**WHAT IS ASKED:** Output exactly the lines from the line with "Category: stucco wall" through the end of the records below. Include nothing else.

**INPUT MATERIAL:**
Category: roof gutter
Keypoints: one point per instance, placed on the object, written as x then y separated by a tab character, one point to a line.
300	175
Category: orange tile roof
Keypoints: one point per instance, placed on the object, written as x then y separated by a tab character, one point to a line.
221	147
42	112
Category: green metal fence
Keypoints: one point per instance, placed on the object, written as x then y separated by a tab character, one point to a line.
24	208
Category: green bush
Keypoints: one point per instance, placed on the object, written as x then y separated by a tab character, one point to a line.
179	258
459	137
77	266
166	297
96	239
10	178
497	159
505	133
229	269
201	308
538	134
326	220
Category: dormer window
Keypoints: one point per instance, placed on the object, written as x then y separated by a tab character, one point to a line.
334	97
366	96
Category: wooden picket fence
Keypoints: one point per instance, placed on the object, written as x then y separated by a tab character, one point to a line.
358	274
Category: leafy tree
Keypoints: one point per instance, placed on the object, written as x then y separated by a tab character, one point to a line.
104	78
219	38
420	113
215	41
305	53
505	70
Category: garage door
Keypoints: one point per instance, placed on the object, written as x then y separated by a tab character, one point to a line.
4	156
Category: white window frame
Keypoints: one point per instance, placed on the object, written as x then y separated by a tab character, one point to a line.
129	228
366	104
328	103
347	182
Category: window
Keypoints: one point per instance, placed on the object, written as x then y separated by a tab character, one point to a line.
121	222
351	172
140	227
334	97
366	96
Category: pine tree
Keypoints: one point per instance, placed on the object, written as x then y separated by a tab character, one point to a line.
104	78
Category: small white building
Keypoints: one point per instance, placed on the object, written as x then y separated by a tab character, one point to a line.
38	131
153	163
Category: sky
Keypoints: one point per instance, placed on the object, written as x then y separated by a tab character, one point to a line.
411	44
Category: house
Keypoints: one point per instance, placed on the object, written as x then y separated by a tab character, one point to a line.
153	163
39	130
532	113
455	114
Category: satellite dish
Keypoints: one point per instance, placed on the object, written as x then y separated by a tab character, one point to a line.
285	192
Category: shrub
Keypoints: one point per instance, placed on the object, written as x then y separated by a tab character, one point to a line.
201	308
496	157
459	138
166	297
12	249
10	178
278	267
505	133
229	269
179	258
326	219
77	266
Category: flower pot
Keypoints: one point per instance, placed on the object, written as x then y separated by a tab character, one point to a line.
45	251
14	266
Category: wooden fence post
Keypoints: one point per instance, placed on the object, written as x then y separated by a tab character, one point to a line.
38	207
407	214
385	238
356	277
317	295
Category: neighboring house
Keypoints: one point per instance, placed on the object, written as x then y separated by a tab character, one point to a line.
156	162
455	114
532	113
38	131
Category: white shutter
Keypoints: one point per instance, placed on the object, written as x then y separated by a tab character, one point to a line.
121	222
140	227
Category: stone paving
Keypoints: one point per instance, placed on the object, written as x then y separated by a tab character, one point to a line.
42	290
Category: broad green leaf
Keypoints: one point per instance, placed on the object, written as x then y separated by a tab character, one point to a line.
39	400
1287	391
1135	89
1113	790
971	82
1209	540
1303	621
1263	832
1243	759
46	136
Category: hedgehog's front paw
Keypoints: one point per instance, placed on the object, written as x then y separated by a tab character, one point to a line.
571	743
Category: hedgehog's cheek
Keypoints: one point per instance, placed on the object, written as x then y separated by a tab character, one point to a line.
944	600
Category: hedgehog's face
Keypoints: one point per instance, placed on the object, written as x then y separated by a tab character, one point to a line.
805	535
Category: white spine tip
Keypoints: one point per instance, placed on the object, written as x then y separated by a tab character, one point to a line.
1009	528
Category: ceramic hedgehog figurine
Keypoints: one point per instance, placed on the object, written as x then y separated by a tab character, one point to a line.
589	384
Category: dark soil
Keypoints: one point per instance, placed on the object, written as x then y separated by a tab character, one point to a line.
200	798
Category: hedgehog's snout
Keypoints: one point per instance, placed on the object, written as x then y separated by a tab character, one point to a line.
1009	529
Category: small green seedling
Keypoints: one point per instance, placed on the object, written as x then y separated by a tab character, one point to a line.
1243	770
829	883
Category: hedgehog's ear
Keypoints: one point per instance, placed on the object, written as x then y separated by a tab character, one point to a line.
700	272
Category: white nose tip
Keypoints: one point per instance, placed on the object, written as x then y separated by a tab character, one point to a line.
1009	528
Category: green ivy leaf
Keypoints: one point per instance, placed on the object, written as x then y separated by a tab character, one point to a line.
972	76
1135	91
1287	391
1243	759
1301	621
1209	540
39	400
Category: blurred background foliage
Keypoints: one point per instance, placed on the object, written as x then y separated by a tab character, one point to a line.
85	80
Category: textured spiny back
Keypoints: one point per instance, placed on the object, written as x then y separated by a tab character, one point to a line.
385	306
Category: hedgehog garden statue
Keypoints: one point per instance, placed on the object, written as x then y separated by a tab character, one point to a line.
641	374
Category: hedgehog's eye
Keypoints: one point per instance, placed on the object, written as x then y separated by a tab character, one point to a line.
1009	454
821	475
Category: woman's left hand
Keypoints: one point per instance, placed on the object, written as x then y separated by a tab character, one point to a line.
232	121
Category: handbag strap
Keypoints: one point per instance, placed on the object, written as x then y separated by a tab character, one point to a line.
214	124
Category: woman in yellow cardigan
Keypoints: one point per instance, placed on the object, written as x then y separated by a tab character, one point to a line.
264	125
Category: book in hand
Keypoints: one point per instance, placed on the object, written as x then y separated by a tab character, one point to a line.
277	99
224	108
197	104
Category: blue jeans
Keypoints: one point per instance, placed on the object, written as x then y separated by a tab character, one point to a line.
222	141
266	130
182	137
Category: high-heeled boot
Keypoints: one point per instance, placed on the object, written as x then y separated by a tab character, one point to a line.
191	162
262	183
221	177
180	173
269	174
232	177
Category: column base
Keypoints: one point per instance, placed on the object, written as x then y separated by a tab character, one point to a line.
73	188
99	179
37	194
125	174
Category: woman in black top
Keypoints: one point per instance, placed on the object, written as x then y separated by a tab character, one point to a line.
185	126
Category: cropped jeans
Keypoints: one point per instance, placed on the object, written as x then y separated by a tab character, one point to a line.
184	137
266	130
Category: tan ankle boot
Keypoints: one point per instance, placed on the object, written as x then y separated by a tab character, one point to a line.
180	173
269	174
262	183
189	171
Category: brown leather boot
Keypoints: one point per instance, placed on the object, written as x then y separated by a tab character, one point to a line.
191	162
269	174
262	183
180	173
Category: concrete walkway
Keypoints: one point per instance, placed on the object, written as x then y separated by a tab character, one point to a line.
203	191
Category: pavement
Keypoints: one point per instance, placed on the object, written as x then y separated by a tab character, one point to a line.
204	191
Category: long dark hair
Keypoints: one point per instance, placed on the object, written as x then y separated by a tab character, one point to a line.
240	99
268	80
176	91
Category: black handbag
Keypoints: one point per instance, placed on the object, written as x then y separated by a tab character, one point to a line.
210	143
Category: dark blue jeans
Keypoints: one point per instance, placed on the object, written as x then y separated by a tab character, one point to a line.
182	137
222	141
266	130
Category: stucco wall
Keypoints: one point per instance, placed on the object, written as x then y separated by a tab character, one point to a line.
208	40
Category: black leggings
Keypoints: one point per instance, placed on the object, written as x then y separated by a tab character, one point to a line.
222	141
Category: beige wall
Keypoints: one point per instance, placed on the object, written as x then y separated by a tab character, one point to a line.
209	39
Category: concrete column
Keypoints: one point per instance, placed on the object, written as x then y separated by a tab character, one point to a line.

**REPLY:**
Category: stucco wall
Keypoints: one point per instance, placed on the object, written as x then y separated by a tab character, one point to a line.
208	40
Category: black leggings
Keypoints: one point per instance, placed on the object, written as x then y separated by a tab character, one point to a line.
222	141
Category: beige wall
Keypoints: one point per instance, placed on the object, written as x then y separated by a tab character, one point to a line.
209	39
Category: concrete column
Keypoints: one point per instance, placed on the object, written as x then y separated by a tab character, one point to a line.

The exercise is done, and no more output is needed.